Region pointing data:
◆ ◆ ◆

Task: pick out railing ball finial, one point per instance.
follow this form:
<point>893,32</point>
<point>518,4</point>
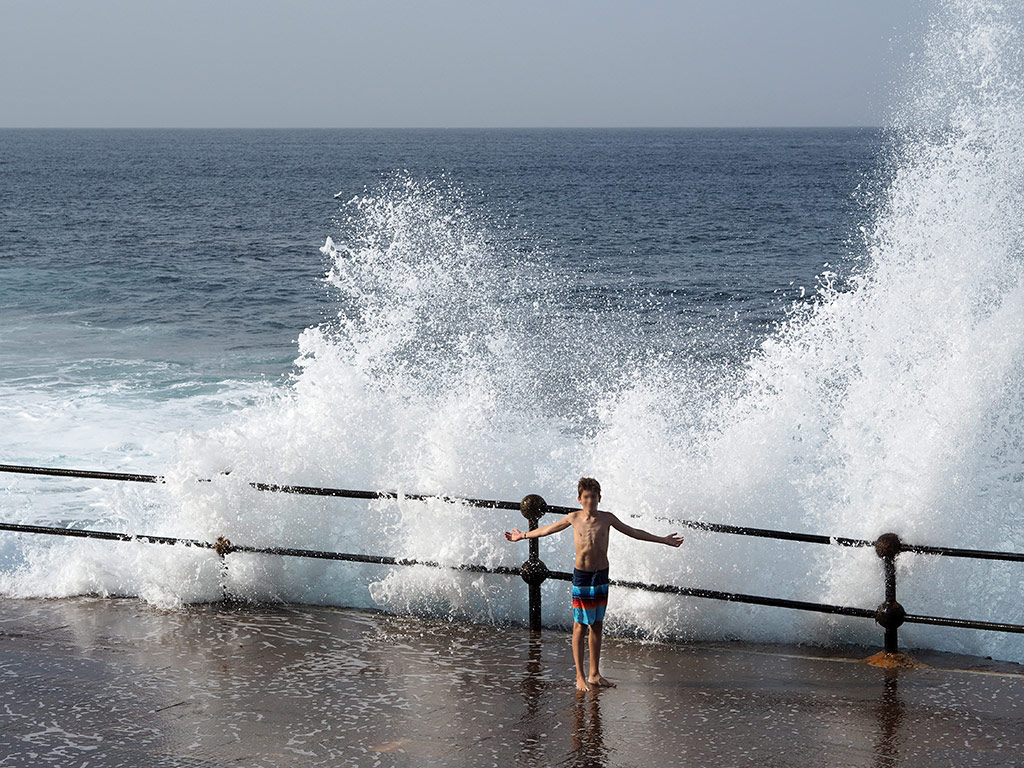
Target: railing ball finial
<point>888,545</point>
<point>534,507</point>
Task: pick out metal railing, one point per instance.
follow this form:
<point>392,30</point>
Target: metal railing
<point>890,613</point>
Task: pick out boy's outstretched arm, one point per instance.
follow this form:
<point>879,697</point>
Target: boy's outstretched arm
<point>515,536</point>
<point>673,540</point>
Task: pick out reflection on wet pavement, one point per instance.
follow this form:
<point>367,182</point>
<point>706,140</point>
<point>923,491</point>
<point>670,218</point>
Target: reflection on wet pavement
<point>107,682</point>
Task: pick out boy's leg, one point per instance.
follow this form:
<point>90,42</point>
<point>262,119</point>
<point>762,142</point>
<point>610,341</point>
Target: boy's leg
<point>579,642</point>
<point>595,657</point>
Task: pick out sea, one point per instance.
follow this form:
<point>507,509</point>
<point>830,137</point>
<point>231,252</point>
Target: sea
<point>818,330</point>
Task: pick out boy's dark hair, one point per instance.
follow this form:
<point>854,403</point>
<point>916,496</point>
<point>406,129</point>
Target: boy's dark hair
<point>588,483</point>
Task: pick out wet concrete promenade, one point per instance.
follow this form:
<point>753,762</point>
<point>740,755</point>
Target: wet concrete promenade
<point>112,682</point>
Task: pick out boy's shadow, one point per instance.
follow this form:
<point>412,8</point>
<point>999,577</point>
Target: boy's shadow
<point>588,736</point>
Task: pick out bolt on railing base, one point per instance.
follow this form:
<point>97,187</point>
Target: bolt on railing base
<point>889,660</point>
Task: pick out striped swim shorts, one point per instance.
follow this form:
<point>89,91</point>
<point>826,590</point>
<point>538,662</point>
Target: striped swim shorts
<point>590,595</point>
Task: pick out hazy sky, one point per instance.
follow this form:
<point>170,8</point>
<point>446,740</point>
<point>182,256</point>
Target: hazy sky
<point>452,62</point>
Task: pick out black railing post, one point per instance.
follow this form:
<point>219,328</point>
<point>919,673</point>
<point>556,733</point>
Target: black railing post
<point>534,571</point>
<point>223,547</point>
<point>890,613</point>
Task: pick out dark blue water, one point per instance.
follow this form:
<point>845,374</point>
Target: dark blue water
<point>199,249</point>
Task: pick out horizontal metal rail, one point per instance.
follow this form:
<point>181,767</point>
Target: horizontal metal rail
<point>497,504</point>
<point>222,547</point>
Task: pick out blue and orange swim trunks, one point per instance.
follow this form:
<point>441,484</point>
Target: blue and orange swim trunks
<point>590,595</point>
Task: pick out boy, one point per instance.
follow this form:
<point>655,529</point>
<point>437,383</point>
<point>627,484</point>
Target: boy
<point>590,576</point>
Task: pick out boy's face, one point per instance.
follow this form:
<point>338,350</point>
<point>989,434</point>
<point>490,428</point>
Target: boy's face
<point>589,500</point>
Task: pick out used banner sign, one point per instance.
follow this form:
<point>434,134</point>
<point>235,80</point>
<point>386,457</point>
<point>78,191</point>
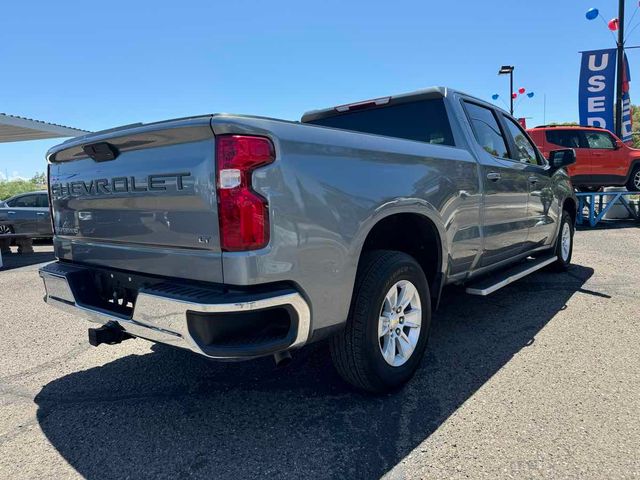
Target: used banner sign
<point>597,88</point>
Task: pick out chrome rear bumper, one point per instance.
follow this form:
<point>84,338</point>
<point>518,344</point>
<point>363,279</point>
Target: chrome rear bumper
<point>160,312</point>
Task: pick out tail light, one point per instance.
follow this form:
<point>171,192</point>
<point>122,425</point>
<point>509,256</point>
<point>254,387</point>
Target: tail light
<point>242,213</point>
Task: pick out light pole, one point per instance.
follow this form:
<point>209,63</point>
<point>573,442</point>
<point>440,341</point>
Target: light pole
<point>504,70</point>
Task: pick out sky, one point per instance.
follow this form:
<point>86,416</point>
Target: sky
<point>96,65</point>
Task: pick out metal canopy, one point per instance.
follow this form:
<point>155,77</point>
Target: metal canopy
<point>17,129</point>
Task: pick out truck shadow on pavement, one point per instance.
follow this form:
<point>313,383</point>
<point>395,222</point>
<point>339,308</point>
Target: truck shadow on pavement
<point>174,414</point>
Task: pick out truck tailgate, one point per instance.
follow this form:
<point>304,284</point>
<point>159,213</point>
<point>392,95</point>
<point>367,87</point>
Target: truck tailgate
<point>140,198</point>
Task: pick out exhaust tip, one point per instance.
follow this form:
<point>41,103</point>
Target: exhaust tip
<point>282,359</point>
<point>108,334</point>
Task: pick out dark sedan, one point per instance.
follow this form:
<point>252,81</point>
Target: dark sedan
<point>26,213</point>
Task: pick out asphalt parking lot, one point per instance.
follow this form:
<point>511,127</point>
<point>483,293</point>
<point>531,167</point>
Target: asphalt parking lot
<point>540,380</point>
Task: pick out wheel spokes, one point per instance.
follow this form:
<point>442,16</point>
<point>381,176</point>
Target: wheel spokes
<point>413,318</point>
<point>406,295</point>
<point>389,349</point>
<point>404,346</point>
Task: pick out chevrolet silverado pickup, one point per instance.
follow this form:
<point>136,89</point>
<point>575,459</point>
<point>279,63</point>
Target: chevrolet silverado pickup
<point>238,237</point>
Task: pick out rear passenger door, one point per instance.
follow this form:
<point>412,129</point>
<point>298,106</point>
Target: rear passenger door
<point>607,159</point>
<point>558,138</point>
<point>506,188</point>
<point>543,208</point>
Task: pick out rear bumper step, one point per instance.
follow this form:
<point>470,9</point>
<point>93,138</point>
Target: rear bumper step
<point>503,278</point>
<point>208,321</point>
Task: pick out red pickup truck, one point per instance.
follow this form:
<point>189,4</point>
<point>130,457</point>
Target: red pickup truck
<point>602,160</point>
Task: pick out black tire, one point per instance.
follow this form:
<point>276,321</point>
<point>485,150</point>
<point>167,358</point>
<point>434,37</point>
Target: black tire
<point>564,260</point>
<point>633,184</point>
<point>583,188</point>
<point>356,351</point>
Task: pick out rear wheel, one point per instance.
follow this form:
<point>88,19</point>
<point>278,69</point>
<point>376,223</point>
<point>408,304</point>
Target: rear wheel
<point>564,244</point>
<point>633,184</point>
<point>583,188</point>
<point>386,332</point>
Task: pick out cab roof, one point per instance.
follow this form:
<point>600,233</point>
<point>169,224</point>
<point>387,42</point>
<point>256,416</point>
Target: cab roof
<point>427,93</point>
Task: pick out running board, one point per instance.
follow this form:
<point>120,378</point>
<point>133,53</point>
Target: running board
<point>505,277</point>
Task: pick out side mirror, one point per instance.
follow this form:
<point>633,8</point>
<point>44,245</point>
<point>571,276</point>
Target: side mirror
<point>562,158</point>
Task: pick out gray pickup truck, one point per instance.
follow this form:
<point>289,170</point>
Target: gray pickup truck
<point>238,237</point>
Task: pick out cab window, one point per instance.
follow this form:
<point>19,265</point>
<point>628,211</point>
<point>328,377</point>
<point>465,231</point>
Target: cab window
<point>486,130</point>
<point>43,201</point>
<point>600,140</point>
<point>566,138</point>
<point>26,201</point>
<point>525,151</point>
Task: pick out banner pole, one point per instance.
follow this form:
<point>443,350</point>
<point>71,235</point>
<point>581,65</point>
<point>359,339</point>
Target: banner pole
<point>620,73</point>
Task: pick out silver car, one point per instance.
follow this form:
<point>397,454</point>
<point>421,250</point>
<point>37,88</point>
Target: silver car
<point>26,213</point>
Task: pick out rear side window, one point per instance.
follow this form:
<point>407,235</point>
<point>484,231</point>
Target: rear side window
<point>600,140</point>
<point>486,130</point>
<point>525,151</point>
<point>424,121</point>
<point>565,138</point>
<point>24,202</point>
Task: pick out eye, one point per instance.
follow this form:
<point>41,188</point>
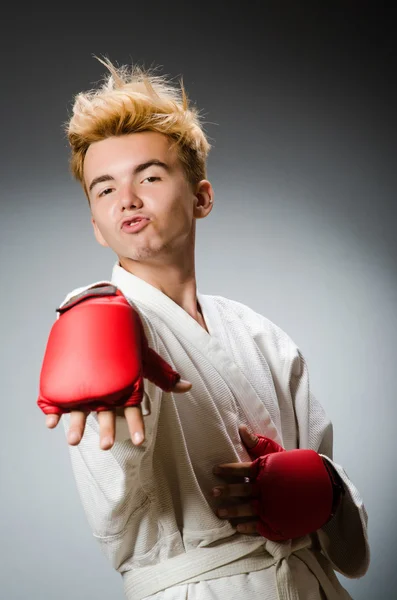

◆ ◆ ◆

» What is required: In your copy, include no pictures, but set down every record exactly.

» Answer space:
Task: pick out railing ball finial, one point per instance.
follow this form:
<point>893,32</point>
<point>518,4</point>
Target: railing ball finial
<point>888,545</point>
<point>534,507</point>
Task: pick out metal railing, one point per instance.
follow this form:
<point>392,30</point>
Target: metal railing
<point>890,613</point>
Task: pick out boy's outstretched arm, one point per instance.
follow this form:
<point>879,697</point>
Target: boy's outstretched arm
<point>515,536</point>
<point>673,540</point>
Task: pick out reflection on wet pavement, one point per instance.
follow this form:
<point>367,182</point>
<point>706,140</point>
<point>923,491</point>
<point>670,218</point>
Target: reflection on wet pavement
<point>107,682</point>
Task: pick out boy's leg, one point per instance.
follow this form:
<point>90,42</point>
<point>262,119</point>
<point>762,142</point>
<point>610,341</point>
Target: boy's leg
<point>579,642</point>
<point>595,657</point>
Task: pick out sea, one point per instance.
follow this form:
<point>507,509</point>
<point>830,137</point>
<point>231,252</point>
Target: sea
<point>818,330</point>
Task: pick out boy's dark hair, one point per instance.
follow this form:
<point>854,403</point>
<point>916,496</point>
<point>406,129</point>
Target: boy's dark hair
<point>588,483</point>
Task: pick out wet concrete promenade, one point per instance.
follow this form:
<point>753,762</point>
<point>740,755</point>
Target: wet concrete promenade
<point>112,682</point>
Task: pick out boy's shadow, one point per instance.
follow this form:
<point>412,8</point>
<point>999,577</point>
Target: boy's shadow
<point>588,736</point>
Task: pick out bolt on railing base, one point per instance.
follow this form:
<point>97,187</point>
Target: bolt on railing base
<point>889,660</point>
Task: pick out striped swim shorts, one point per instance.
follow this form:
<point>89,91</point>
<point>826,590</point>
<point>538,662</point>
Target: striped swim shorts
<point>590,595</point>
Task: pick out hazy sky, one point per instance.
follow this form:
<point>170,8</point>
<point>446,740</point>
<point>182,256</point>
Target: hazy sky
<point>452,62</point>
Task: pick out black railing post, one point per instance.
follow this form:
<point>219,328</point>
<point>919,673</point>
<point>556,733</point>
Target: black railing post
<point>534,571</point>
<point>223,547</point>
<point>890,613</point>
Task: pick out dark blue water, one point per instance.
follow this form:
<point>845,374</point>
Target: dark blue water
<point>199,249</point>
Task: pick out horizontal metal rail, one point per instance.
follow this form:
<point>181,767</point>
Target: horizontal metal rail
<point>497,504</point>
<point>222,547</point>
Task: pick out blue and orange swim trunks, one point per instance.
follow this form:
<point>441,484</point>
Target: blue and orange swim trunks
<point>590,595</point>
Task: pick out boy, one point per instance.
follow this form:
<point>655,529</point>
<point>437,383</point>
<point>627,484</point>
Target: boy
<point>590,576</point>
Task: pick out boy's face, one point per instance.
follow this form:
<point>338,350</point>
<point>989,434</point>
<point>490,428</point>
Target: boy's face
<point>589,500</point>
Task: pick out used banner sign, one point per instance.
follow this form:
<point>434,134</point>
<point>235,80</point>
<point>386,457</point>
<point>78,191</point>
Target: used banner sign
<point>597,88</point>
Task: pick out chrome rear bumper, one point per instance.
follow this form:
<point>84,338</point>
<point>518,344</point>
<point>363,279</point>
Target: chrome rear bumper
<point>160,312</point>
Task: pick out tail light, one point per instance.
follow this form:
<point>171,192</point>
<point>122,425</point>
<point>509,256</point>
<point>254,387</point>
Target: tail light
<point>242,213</point>
Task: pick out light pole, one point per instance.
follow this form:
<point>209,63</point>
<point>573,442</point>
<point>440,341</point>
Target: light pole
<point>504,70</point>
Task: pick out sky, one point per instance.
follow this form:
<point>86,416</point>
Target: sky
<point>96,65</point>
Task: pick out metal canopy, one point per instance.
follow this form:
<point>155,77</point>
Target: metal canopy
<point>17,129</point>
Task: pick out truck shadow on pavement, one point per instance.
follow this form:
<point>313,383</point>
<point>395,222</point>
<point>339,308</point>
Target: truck shadow on pavement
<point>174,414</point>
Task: pick out truck tailgate, one point per instance.
follow this form:
<point>304,284</point>
<point>159,213</point>
<point>392,95</point>
<point>367,87</point>
Target: truck tailgate
<point>140,198</point>
Task: pick out exhaust tip, one point per instance.
follow this form:
<point>41,103</point>
Target: exhaust tip
<point>282,359</point>
<point>108,334</point>
Task: pick out dark sedan, one point per instance.
follow this form:
<point>252,81</point>
Target: dark sedan
<point>26,213</point>
Task: pick out asphalt parking lot, one point per instance.
follow this form:
<point>511,127</point>
<point>483,293</point>
<point>531,167</point>
Target: asphalt parking lot
<point>540,380</point>
Task: pick out wheel spokes, one point per instance.
follow this form:
<point>442,16</point>
<point>381,176</point>
Target: wheel spokes
<point>413,318</point>
<point>406,295</point>
<point>389,349</point>
<point>404,346</point>
Task: pick out chevrolet silverado pickup, one point per instance.
follow this form:
<point>136,89</point>
<point>575,459</point>
<point>279,63</point>
Target: chevrolet silverado pickup
<point>238,237</point>
Task: pick out rear passenger door, one point per instance.
follow this form:
<point>412,129</point>
<point>298,106</point>
Target: rear passenger door
<point>607,159</point>
<point>558,138</point>
<point>506,188</point>
<point>543,208</point>
Task: pick out rear bumper step, one point per instance.
follow this form:
<point>470,9</point>
<point>93,138</point>
Target: rear bumper step
<point>503,278</point>
<point>208,321</point>
Task: pick out red pickup truck, one point per instance.
follow this form:
<point>189,4</point>
<point>130,457</point>
Target: red pickup truck
<point>602,160</point>
Task: pick out black tire, one point per instance.
follow this form:
<point>276,321</point>
<point>485,150</point>
<point>167,358</point>
<point>434,37</point>
Target: black tire
<point>564,260</point>
<point>633,184</point>
<point>583,188</point>
<point>356,351</point>
Task: pick out rear wheel, one point per instance.
follow this form:
<point>88,19</point>
<point>278,69</point>
<point>376,223</point>
<point>408,304</point>
Target: rear wheel
<point>564,244</point>
<point>633,184</point>
<point>583,188</point>
<point>386,332</point>
Task: pick out cab roof, one point per instance.
follow this form:
<point>600,233</point>
<point>169,224</point>
<point>387,42</point>
<point>256,416</point>
Target: cab roof
<point>427,93</point>
Task: pick out running board, one point per instance.
follow this form:
<point>120,378</point>
<point>133,53</point>
Target: running board
<point>505,277</point>
Task: pick out side mirror, one point per instance.
follow this form:
<point>633,8</point>
<point>44,245</point>
<point>571,276</point>
Target: side mirror
<point>562,158</point>
Task: pick out gray pickup truck, one point per instance.
follow this form:
<point>289,170</point>
Target: gray pickup truck
<point>238,237</point>
Task: pick out cab window, one point per instance.
follow this form:
<point>19,265</point>
<point>628,211</point>
<point>328,377</point>
<point>465,231</point>
Target: cab window
<point>486,130</point>
<point>43,201</point>
<point>600,140</point>
<point>566,138</point>
<point>26,201</point>
<point>525,151</point>
Task: pick out banner pole, one point per instance.
follow this form:
<point>443,350</point>
<point>71,235</point>
<point>581,65</point>
<point>359,339</point>
Target: banner pole
<point>620,73</point>
Task: pick out silver car, one point per instance.
follow this form:
<point>397,454</point>
<point>421,250</point>
<point>37,88</point>
Target: silver car
<point>26,213</point>
Task: pick out rear side window, one point per instance.
follow this form:
<point>407,235</point>
<point>484,231</point>
Target: rear side window
<point>600,140</point>
<point>486,130</point>
<point>525,151</point>
<point>424,121</point>
<point>565,138</point>
<point>24,202</point>
Task: pick out eye, one point per instance.
follow this form:
<point>41,188</point>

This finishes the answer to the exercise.